# Extrait source:

+===+

A peine les chambres sont-elles parties, les vacances s’ouvrent pour tout le monde, depuis M. le président de la république qui va chercher le repos sous les paisibles ombrages de Fontainebleau, jusqu’aux écoliers qui vont oublier dans leurs familles les controverses sur l’enseignement classique et l’enseignement moderne dont on les entretenait naguère au grand concours. La politique, au moins la politique intérieure, suivant l’invariable usage, sommeille à demi. Ce n’est pas que dans cette trêve périodique et bienfaisante il ne reste encore bien des questions obscures, des incohérences morales, de mauvais fermens, des menaces de crises du travail, des grèves, des conflits obstinés. Les agitations ouvrières, pas plus que les luttes de partis, ne s’arrêtent à volonté pour le plaisir de ceux qui aiment la quiétude ou qui cherchent la distraction et l’oubli dans les voyages ; mais somme toute, pour le moment, la France est au repos plus qu’aux agitations, aux incidens bruyans, aux violences de polémiques et aux grèves. On échaufferait difficilement un public inattentif pour les revendications des terrassiers et des puisatiers ; on aurait de la peine à passionner les esprits pour des querelles de fantaisie. Tout ce qu’on pourrait tenter se perdrait dans cette grande et pacifique diversion des vacances qui est toujours attendue, et laisse pour quelques mois le pays à sa tranquillité. La politique intérieure, aujourd’hui, elle n’est nulle part, ou, si l’on veut, elle se réduit à des discussions assez vaines, à des discours que les ministres, dispersés par la saison, sèment sur les chemins, à une distribution de prix, à un banquet, à une inauguration de voie ferrée, à propos de tout et à propos de rien.

+===+

# Extraits des lignes:
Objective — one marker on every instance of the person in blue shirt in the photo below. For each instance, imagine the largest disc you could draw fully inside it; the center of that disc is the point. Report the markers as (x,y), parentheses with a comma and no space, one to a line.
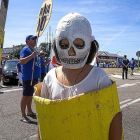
(44,62)
(132,65)
(27,57)
(19,72)
(125,65)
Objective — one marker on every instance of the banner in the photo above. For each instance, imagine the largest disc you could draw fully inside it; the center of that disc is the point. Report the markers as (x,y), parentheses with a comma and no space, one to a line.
(1,41)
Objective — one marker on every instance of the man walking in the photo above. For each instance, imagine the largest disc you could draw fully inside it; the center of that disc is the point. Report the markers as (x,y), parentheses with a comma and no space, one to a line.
(125,65)
(27,56)
(19,72)
(132,65)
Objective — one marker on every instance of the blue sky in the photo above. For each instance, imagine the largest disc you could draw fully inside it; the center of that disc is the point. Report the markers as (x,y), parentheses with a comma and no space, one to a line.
(115,24)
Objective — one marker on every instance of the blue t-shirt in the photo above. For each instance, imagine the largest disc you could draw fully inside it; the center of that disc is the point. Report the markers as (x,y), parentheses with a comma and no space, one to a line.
(27,68)
(132,63)
(43,67)
(19,67)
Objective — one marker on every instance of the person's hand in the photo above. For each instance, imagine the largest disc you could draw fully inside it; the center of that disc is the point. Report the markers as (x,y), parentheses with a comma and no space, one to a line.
(33,55)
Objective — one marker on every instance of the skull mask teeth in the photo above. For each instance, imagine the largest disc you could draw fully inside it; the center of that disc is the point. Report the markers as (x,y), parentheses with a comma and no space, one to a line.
(71,27)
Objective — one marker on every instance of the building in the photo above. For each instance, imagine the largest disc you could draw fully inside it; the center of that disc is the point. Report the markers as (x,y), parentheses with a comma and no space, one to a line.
(107,57)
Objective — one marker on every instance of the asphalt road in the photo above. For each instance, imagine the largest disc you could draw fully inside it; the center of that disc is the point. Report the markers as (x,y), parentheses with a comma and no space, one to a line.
(11,128)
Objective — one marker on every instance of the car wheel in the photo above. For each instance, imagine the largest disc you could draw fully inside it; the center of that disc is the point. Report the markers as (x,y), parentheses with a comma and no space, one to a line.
(3,81)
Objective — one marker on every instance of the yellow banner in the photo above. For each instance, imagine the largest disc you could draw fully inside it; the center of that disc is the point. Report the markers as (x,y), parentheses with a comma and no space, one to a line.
(1,41)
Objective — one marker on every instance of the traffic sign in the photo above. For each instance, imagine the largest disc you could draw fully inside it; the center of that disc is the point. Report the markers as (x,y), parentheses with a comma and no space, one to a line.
(138,53)
(43,17)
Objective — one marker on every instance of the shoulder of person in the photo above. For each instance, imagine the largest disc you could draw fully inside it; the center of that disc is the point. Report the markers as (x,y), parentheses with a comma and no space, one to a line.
(51,73)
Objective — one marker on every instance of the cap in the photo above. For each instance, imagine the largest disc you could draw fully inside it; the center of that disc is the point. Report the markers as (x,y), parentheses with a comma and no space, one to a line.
(30,36)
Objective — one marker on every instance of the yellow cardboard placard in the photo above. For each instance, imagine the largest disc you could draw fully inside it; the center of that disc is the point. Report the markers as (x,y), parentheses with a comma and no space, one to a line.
(83,117)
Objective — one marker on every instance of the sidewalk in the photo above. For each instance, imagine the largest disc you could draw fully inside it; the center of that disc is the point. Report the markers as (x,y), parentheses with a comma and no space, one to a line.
(11,128)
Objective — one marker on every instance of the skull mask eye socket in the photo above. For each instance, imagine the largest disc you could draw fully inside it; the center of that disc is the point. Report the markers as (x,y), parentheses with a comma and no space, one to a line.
(79,43)
(64,44)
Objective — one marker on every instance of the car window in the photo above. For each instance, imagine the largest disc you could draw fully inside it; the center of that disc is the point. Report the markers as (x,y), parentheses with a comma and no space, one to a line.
(11,64)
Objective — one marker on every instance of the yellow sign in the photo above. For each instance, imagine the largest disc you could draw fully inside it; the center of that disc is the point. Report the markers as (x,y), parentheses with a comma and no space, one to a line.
(43,17)
(84,117)
(1,41)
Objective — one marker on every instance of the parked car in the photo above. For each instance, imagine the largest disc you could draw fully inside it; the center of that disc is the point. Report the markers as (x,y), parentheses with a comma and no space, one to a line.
(10,73)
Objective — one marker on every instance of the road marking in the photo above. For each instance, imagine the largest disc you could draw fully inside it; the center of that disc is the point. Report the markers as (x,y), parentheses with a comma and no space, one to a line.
(125,101)
(117,76)
(12,90)
(33,137)
(125,105)
(128,85)
(136,73)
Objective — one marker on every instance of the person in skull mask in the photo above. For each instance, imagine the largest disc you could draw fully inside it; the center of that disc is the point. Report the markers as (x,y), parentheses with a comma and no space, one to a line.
(75,48)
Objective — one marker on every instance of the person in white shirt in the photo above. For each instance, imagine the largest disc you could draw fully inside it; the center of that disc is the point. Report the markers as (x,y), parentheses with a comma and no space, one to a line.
(75,48)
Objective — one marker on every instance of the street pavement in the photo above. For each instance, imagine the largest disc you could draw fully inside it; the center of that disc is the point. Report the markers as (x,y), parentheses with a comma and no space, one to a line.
(11,128)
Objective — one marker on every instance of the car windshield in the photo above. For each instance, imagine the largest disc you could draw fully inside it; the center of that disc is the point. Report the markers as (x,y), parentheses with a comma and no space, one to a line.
(11,64)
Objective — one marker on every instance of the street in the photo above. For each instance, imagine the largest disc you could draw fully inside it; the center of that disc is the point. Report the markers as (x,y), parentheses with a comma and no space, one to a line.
(11,128)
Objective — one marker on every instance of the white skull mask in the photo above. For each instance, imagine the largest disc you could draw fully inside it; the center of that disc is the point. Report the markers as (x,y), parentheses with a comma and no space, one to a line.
(71,27)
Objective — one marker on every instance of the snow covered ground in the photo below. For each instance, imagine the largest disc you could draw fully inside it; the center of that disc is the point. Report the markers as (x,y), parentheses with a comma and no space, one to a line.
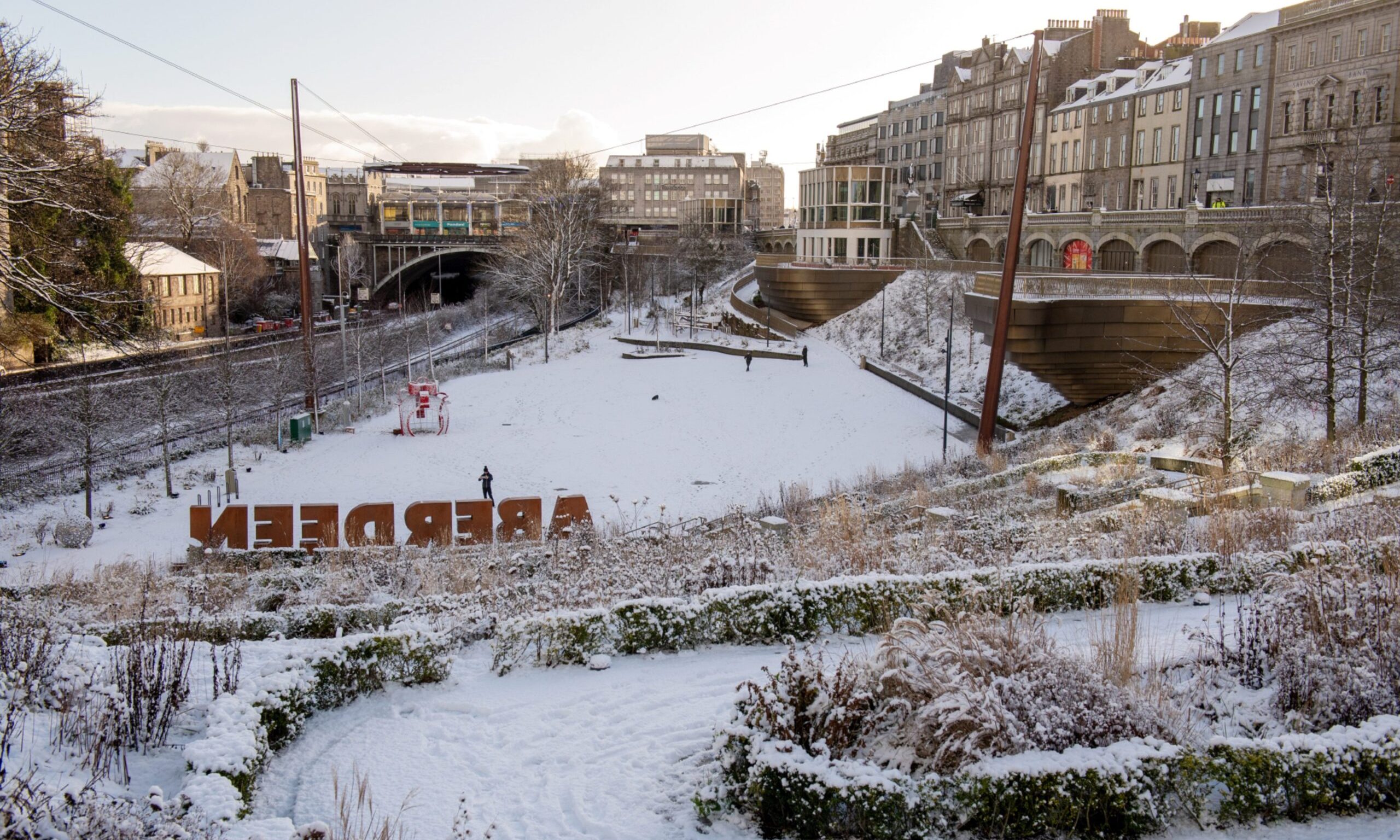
(571,752)
(713,438)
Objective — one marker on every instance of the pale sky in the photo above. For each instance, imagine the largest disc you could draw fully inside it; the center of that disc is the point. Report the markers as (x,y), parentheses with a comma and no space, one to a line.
(478,81)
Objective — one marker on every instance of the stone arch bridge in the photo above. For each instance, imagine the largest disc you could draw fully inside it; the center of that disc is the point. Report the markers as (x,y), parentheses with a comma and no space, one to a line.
(1227,241)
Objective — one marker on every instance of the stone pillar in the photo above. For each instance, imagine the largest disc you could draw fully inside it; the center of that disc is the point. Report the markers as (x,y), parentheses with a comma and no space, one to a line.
(1286,489)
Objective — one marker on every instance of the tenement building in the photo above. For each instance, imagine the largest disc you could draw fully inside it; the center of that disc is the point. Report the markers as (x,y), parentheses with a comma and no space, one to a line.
(986,98)
(1334,74)
(1231,88)
(648,189)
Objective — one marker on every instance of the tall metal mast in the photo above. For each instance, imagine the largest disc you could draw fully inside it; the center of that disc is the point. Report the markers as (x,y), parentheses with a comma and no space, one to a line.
(1008,269)
(303,258)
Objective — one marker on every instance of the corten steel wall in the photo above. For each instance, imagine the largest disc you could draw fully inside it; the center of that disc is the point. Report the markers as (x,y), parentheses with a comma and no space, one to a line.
(818,294)
(1099,336)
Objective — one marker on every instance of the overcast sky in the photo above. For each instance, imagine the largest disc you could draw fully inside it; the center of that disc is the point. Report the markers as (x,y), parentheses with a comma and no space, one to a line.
(479,81)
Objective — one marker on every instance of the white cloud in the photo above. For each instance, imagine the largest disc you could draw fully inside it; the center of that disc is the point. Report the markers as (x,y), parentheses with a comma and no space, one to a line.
(416,138)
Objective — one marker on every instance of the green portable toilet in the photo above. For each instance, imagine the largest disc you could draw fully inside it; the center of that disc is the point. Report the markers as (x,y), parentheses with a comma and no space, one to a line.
(299,428)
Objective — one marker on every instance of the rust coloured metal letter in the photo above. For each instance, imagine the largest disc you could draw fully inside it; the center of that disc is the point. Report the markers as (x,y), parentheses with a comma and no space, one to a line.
(319,527)
(429,523)
(377,514)
(474,521)
(520,518)
(569,510)
(272,526)
(230,531)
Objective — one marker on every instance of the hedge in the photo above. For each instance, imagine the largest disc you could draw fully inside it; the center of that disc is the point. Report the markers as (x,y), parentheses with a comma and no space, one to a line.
(1366,472)
(271,710)
(1124,790)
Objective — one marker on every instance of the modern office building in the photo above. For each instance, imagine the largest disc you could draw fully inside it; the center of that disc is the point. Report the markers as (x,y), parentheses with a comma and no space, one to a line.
(844,213)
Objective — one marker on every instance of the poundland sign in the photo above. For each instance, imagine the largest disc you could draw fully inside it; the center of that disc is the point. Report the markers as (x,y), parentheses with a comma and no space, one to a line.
(426,523)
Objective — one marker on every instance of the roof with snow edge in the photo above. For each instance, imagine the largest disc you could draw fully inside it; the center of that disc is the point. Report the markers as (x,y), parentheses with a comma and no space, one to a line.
(1251,24)
(159,259)
(219,161)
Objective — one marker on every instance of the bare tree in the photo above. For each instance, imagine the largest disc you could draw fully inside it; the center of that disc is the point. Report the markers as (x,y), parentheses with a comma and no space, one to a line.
(181,196)
(61,209)
(563,243)
(1346,279)
(166,388)
(1211,316)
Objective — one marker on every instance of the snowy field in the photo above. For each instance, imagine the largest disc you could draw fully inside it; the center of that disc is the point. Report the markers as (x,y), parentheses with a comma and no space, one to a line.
(713,438)
(569,752)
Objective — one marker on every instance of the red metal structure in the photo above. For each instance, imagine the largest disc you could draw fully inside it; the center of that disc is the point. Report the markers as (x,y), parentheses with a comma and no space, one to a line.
(422,406)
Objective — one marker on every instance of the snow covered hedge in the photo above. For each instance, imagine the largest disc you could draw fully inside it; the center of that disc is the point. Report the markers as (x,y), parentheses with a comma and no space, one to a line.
(1124,790)
(864,604)
(1367,472)
(269,710)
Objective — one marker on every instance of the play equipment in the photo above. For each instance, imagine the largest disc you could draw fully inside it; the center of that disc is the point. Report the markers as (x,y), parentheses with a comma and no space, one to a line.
(421,406)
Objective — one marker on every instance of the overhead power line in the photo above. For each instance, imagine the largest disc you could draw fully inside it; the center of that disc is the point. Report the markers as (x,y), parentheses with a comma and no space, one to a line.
(835,88)
(306,88)
(286,154)
(205,79)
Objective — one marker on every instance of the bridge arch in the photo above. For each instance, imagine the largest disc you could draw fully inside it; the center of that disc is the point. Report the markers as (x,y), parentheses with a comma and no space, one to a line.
(422,269)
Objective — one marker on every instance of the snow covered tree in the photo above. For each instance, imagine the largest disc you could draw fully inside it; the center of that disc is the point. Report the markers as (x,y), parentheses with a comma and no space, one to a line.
(63,209)
(563,243)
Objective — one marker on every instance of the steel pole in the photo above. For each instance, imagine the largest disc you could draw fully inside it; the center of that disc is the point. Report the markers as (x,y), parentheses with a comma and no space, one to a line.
(303,258)
(1008,269)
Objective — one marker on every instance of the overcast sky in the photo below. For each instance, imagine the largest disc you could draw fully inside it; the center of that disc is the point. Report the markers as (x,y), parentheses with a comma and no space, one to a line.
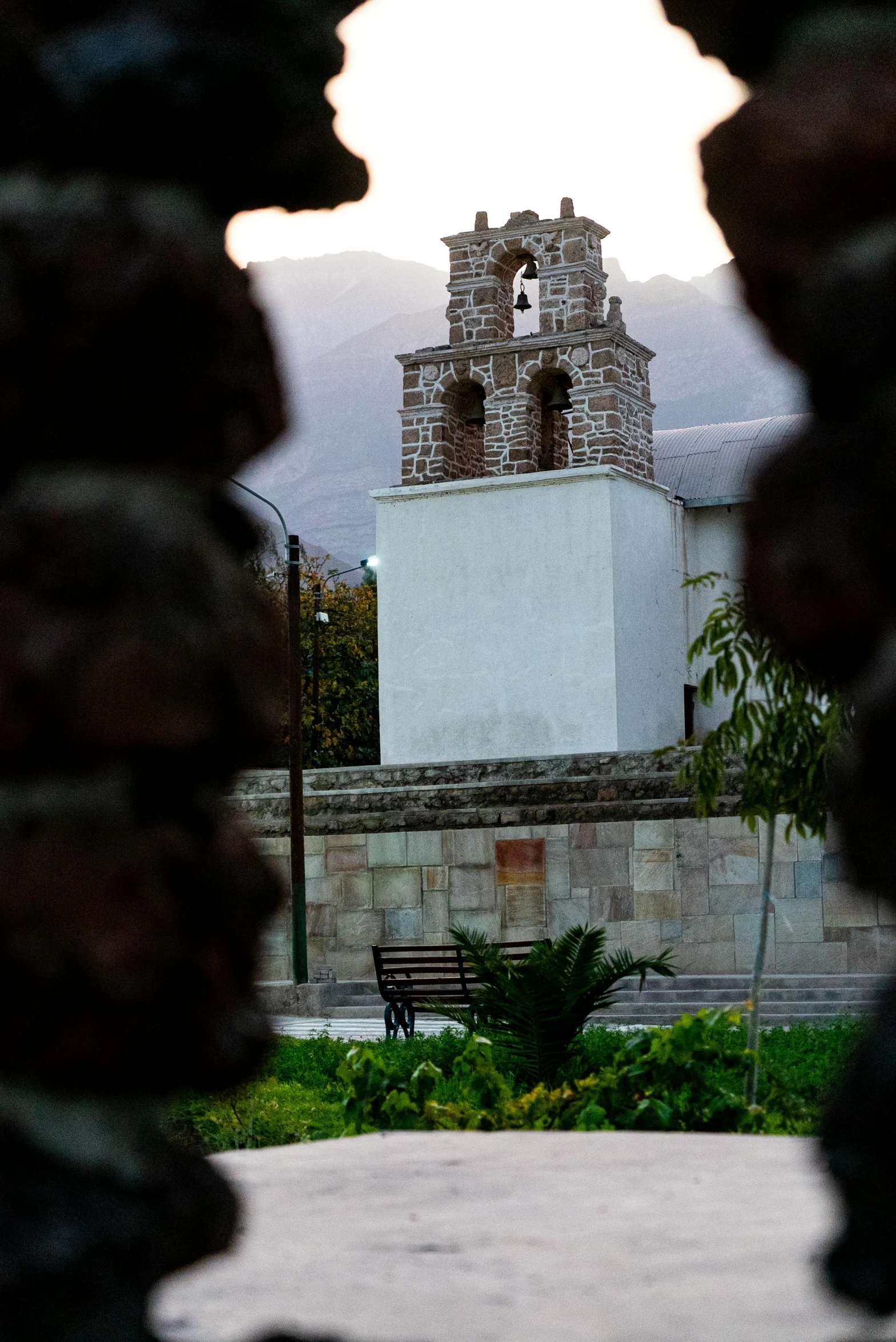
(499,105)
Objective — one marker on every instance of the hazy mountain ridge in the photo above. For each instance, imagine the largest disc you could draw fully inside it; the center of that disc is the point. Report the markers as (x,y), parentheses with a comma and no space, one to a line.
(340,321)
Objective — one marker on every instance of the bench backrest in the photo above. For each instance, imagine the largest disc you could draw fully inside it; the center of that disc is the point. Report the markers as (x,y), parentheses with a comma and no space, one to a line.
(435,974)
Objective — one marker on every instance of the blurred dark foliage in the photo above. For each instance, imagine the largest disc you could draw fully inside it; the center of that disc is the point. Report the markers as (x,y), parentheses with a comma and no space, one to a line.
(126,336)
(749,35)
(802,180)
(220,97)
(140,666)
(90,1285)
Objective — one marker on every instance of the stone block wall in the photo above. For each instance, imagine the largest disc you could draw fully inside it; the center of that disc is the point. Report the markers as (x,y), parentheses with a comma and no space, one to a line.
(610,422)
(483,263)
(682,883)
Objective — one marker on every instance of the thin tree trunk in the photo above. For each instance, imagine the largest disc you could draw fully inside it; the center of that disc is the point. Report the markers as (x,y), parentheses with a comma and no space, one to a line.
(760,966)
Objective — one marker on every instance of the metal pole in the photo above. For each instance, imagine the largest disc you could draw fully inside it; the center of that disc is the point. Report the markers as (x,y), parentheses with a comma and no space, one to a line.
(316,671)
(297,787)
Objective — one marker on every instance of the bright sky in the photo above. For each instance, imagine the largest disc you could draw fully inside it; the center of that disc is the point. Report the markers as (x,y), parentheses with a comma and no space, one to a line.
(499,105)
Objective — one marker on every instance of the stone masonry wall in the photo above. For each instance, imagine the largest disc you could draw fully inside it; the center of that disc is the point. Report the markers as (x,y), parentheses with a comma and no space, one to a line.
(610,422)
(689,885)
(483,263)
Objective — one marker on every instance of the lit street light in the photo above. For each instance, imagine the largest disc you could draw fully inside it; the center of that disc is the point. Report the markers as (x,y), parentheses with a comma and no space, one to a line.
(293,558)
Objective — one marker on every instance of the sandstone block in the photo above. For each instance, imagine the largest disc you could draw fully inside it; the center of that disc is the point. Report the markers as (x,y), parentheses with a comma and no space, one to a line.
(691,843)
(326,890)
(654,834)
(313,866)
(598,867)
(800,922)
(525,905)
(694,887)
(396,887)
(345,859)
(709,928)
(388,850)
(808,879)
(849,908)
(321,921)
(652,868)
(736,900)
(705,958)
(734,862)
(360,929)
(357,890)
(471,887)
(656,905)
(610,904)
(404,925)
(812,958)
(435,910)
(424,848)
(565,914)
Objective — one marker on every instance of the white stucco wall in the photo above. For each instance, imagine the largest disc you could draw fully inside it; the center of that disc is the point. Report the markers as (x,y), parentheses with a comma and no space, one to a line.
(529,615)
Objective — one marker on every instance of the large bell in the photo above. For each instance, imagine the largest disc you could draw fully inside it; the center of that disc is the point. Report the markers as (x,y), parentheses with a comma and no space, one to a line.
(559,399)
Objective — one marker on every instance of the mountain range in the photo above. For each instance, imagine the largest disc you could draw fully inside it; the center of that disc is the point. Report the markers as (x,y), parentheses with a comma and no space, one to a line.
(339,322)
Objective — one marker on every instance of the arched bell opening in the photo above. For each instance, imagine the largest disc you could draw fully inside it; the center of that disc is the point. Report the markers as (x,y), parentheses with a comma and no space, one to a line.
(552,447)
(526,297)
(466,428)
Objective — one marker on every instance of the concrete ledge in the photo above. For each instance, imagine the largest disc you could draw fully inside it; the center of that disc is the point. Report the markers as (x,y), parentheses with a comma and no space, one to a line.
(471,795)
(534,1236)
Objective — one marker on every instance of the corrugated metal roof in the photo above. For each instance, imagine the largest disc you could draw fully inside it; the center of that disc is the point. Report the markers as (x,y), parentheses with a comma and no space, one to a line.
(714,463)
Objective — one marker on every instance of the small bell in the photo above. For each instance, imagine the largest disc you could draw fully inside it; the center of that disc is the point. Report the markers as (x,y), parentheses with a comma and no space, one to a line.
(560,400)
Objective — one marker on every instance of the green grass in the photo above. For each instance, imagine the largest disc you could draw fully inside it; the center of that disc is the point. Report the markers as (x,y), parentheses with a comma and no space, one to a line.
(298,1094)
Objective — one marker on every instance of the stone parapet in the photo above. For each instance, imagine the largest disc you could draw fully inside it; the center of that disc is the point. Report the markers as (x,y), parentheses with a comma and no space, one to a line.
(561,790)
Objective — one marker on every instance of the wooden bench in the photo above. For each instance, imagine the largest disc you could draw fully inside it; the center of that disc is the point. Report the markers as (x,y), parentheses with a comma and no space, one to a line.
(411,976)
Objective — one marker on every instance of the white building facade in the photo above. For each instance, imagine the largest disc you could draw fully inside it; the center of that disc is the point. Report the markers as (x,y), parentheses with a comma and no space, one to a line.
(532,562)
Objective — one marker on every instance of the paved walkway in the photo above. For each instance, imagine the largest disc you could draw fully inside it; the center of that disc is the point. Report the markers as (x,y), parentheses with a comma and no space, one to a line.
(533,1236)
(373,1027)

+===+

# Travail à faire:
Dans l'extrait sur les vacances et la politique intérieure, relevez toutes les choses auxquelles la politique intérieure « se réduit », selon la dernière phrase. Les lignes proviennent d'une autre source.

# Réponse complète:
- des discussions assez vaines
- des discours que les ministres, dispersés par la saison, sèment sur les chemins
- une distribution de prix
- un banquet
- une inauguration de voie ferrée